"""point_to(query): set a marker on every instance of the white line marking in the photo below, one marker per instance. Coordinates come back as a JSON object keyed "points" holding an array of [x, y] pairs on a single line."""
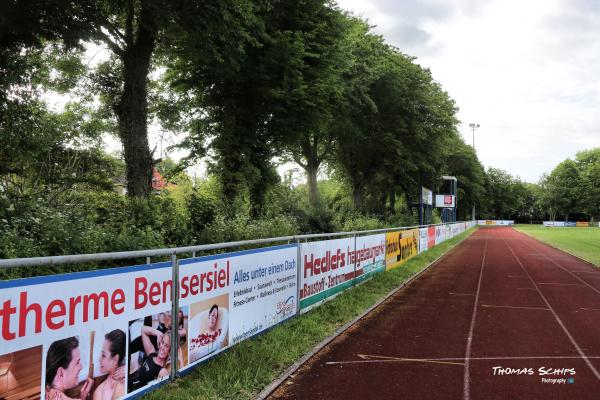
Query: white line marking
{"points": [[581, 353], [444, 359], [466, 376], [560, 284], [515, 307]]}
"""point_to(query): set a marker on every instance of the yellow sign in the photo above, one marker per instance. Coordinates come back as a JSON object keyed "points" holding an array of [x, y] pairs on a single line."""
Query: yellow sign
{"points": [[399, 247]]}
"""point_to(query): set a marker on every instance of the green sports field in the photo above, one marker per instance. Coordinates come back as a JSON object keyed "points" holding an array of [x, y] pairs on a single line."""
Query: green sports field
{"points": [[582, 242]]}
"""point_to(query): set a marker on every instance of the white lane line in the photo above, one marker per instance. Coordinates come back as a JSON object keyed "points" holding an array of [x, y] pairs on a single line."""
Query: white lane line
{"points": [[560, 284], [466, 376], [446, 360], [562, 325], [566, 270], [515, 307]]}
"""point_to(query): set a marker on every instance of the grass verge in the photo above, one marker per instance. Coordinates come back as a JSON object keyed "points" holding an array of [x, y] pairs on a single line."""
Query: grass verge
{"points": [[581, 242], [249, 366]]}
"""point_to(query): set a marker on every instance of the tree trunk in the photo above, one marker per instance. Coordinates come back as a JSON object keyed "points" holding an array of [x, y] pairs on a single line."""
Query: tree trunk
{"points": [[392, 196], [356, 197], [132, 108], [310, 154], [312, 170]]}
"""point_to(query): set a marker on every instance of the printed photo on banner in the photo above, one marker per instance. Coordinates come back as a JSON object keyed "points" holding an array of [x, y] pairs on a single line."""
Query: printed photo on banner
{"points": [[208, 327], [430, 237], [422, 240], [149, 351], [90, 366], [21, 374]]}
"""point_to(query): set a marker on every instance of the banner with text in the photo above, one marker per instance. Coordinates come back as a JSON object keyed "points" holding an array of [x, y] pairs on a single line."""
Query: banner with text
{"points": [[370, 256], [56, 331], [327, 268], [400, 246], [423, 240], [233, 296]]}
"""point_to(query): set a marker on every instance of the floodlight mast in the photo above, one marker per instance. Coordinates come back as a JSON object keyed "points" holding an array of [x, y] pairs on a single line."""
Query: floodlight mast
{"points": [[473, 127]]}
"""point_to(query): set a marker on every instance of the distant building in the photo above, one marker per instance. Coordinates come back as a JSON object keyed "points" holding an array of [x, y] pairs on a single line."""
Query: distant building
{"points": [[159, 183]]}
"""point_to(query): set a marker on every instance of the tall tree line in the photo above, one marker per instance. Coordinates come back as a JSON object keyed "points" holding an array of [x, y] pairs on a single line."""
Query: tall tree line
{"points": [[244, 82]]}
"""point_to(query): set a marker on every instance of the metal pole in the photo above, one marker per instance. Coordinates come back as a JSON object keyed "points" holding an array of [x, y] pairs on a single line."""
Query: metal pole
{"points": [[299, 277], [355, 262], [174, 315]]}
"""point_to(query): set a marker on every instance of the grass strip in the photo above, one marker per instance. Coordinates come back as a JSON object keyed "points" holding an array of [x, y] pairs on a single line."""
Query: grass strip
{"points": [[581, 242], [248, 367]]}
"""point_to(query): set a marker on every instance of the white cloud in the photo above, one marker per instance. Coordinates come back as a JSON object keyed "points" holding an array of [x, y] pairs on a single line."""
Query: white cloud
{"points": [[525, 70]]}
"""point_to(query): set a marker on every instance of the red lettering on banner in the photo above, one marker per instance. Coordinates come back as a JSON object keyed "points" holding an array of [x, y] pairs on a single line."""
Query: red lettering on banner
{"points": [[154, 293], [140, 292], [5, 313], [95, 299], [194, 283], [24, 309], [72, 307], [51, 314], [117, 299]]}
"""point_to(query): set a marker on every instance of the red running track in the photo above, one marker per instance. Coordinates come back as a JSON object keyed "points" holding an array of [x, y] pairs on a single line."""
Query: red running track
{"points": [[502, 316]]}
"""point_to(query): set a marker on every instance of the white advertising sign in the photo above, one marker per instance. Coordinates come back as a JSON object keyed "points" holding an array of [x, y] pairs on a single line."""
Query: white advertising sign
{"points": [[427, 196], [246, 292], [72, 317], [445, 200], [422, 239], [440, 234], [75, 318]]}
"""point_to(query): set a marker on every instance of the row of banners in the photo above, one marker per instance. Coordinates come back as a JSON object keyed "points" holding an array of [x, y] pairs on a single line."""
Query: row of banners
{"points": [[580, 224], [109, 333]]}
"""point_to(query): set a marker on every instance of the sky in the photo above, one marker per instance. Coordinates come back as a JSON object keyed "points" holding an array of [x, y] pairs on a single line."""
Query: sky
{"points": [[527, 71]]}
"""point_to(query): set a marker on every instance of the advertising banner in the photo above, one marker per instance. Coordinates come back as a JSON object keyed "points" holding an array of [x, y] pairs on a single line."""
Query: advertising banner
{"points": [[423, 242], [445, 200], [56, 331], [503, 222], [67, 336], [400, 246], [440, 234], [430, 237], [233, 296], [326, 269], [370, 256], [454, 230], [426, 196]]}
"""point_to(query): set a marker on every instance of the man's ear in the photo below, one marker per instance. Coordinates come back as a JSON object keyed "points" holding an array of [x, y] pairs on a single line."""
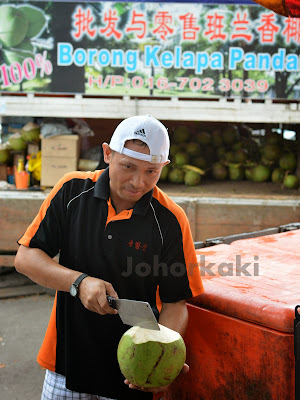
□ □ □
WRITTEN PROBLEM ▸ Reproduce every item above, line for line and without changes. Leave the pictures out.

SOLUTION TO THE EXERCISE ▸
"""point_to(query): set a marker on every instance of the white line marking in the photo below, one marker per instance. Coordinates come back as a JSON object keyed "points" holding an array of [x, y] pairs on a single line."""
Query: white line marking
{"points": [[581, 353], [444, 359], [466, 376], [560, 284], [515, 307]]}
"""point_to(query): set a marker on every instance of the yellow sign in the photo above, one marker per instance. Coordinates come back as a JSON object keyed "points" holding an array of [x, y] pairs on a single line."""
Query: yellow sign
{"points": [[399, 247]]}
"""point_to(query): set a marker on every instance of the green sports field in the photo above, one marker per instance. Coordinates come back as a JSON object keyed "points" holding an array of [x, y] pairs on a single line."""
Query: green sports field
{"points": [[582, 242]]}
"""point_to(query): set a marker on every instance of the white lane line in the photo above, one marker per instance. Coordinates come back as a JSON object keyed "points" holding an array of [x, y] pairs on a single line."""
Query: white lane line
{"points": [[560, 284], [466, 376], [446, 360], [562, 325], [566, 270], [515, 307]]}
"""point_to(query): set a marker on every instance of the grass verge in the photo above, one marker per instance. Coordinates come back as a JSON object keyed "points" holding an array of [x, y] pairs on a single line."""
Query: grass verge
{"points": [[581, 242], [249, 366]]}
"""point_to(query): set a marker on every instance of the tree trunk in the photo above, one marker per instance. Coordinates come back as a JSON object keyed "points" holding an array of [x, y] pairs on a single line."""
Query: tree trunk
{"points": [[392, 196], [356, 197], [132, 108], [310, 154], [312, 170]]}
"""point_to(query): set a marker on every instance of the printed photo on banner in the photo above, one marker per instance. Coordinates come back as a JSON object keyed "points" holding an array of [x, y] pairs on a single line."""
Query: printed photo on banner
{"points": [[208, 327], [430, 237], [422, 240], [149, 351], [90, 366], [21, 374]]}
"""point_to(query): set a marker on every instance of the banner with text in the photo above, one marker per instance. Coordinates come back as a JSON object keyed "points" holding an array of [x, y] pairs on a single line."""
Query: banner with text
{"points": [[370, 256], [56, 331], [327, 268], [400, 246], [423, 240], [233, 296]]}
"""point_to(query): set a marker on every instance of the floodlight mast in the photo above, one marker per instance. Coordinates come back as a JSON object keyed "points" holding an array of [x, y] pairs on a single line."""
Query: floodlight mast
{"points": [[473, 127]]}
"""point_to(query): set a marker on every instance of the distant building in the photo above, one marker per instance. Coordinates come back as a JSON object keyed "points" holding an array of [x, y] pairs on a single line."""
Query: distant building
{"points": [[159, 183]]}
"""point_to(query): set a marker on every instance of the tall tree line in the photo above, one marker per instance. Coordinates come back as a JSON object keyed "points" holding an array of [x, y] pairs on a single line."""
Query: tall tree line
{"points": [[244, 82]]}
"""point_to(query): set a marker on every instance of the metal pole in the photo above, one marker per instance. Coordinates come back as a JSON object keyed "points" holding an array of [x, y] pairs on a single line."""
Query: metal pole
{"points": [[299, 277], [355, 262], [174, 315]]}
"""point_to(query): set a marker on every instance of the grass strip in the photo above, one marker per instance. Coordinates come back as a JSON object keyed "points" holding an array of [x, y] pairs on a single line."""
Query: grass strip
{"points": [[581, 242], [248, 367]]}
"""point_to(query): set a marker on every instance of the white cloud in the photo above, one marker per instance. Coordinates come back as a JSON object keyed "points" holding an array of [x, y] pairs on a single line."""
Query: white cloud
{"points": [[525, 70]]}
"""point_to(query): set a marker on every instance of the red lettering on banner in the photo above, one marker per instance. Coordinates come back as a JSON object keyed "points" holding an array of [x, y] pairs on a single line."""
Query: red lettering on banner
{"points": [[154, 293], [140, 292], [5, 313], [95, 299], [194, 283], [24, 309], [72, 307], [51, 314], [117, 299]]}
"""point_to(query): set a marker on every instance of the red running track in the photo above, one marker per instance. Coordinates come back as a JSON object keyed "points" holding an array of [x, y] pairs on a single line."""
Query: red running track
{"points": [[502, 316]]}
"""point_to(query): set a marker on every instance of the white advertising sign in the photo above, one marker per instance. Coordinates come back as a JSON object keyed "points" holding an array of [x, y] pairs on a single line."""
Query: white advertising sign
{"points": [[427, 196], [246, 292], [72, 317], [445, 200], [422, 239], [440, 234], [75, 318]]}
"""point_to(query): set a marker on every instance of the row of banners in the photo above, one marker per instance. Coordinates come back as a JSON object keyed "points" holding an array of [x, y] pairs on a single line."""
Query: row of banners
{"points": [[580, 224], [109, 333]]}
"""point_to(query): set a marker on every instance of the sky in the photo above, one marker per instance. Coordinates come back as a JSON object keyed "points" holding an array of [x, y] pairs on a single line."""
Query: sky
{"points": [[527, 71]]}
"""point_to(query): set a marker on every instance of the advertising banner in the photo above, one marker per instance. Coordinates come back as a JSON object keyed "points" holding an array of [x, y] pairs on a single line."""
Query: advertising banner
{"points": [[423, 242], [445, 200], [56, 331], [503, 222], [67, 336], [400, 246], [440, 234], [430, 237], [233, 296], [326, 269], [370, 256], [454, 230], [426, 196]]}
"""point_to(query): set a marker on every instance of the man's ear in the photo below, one marker per instance. Coordinates come back as a JSON object keyed "points" holding an array of [x, y] pairs on a single line."""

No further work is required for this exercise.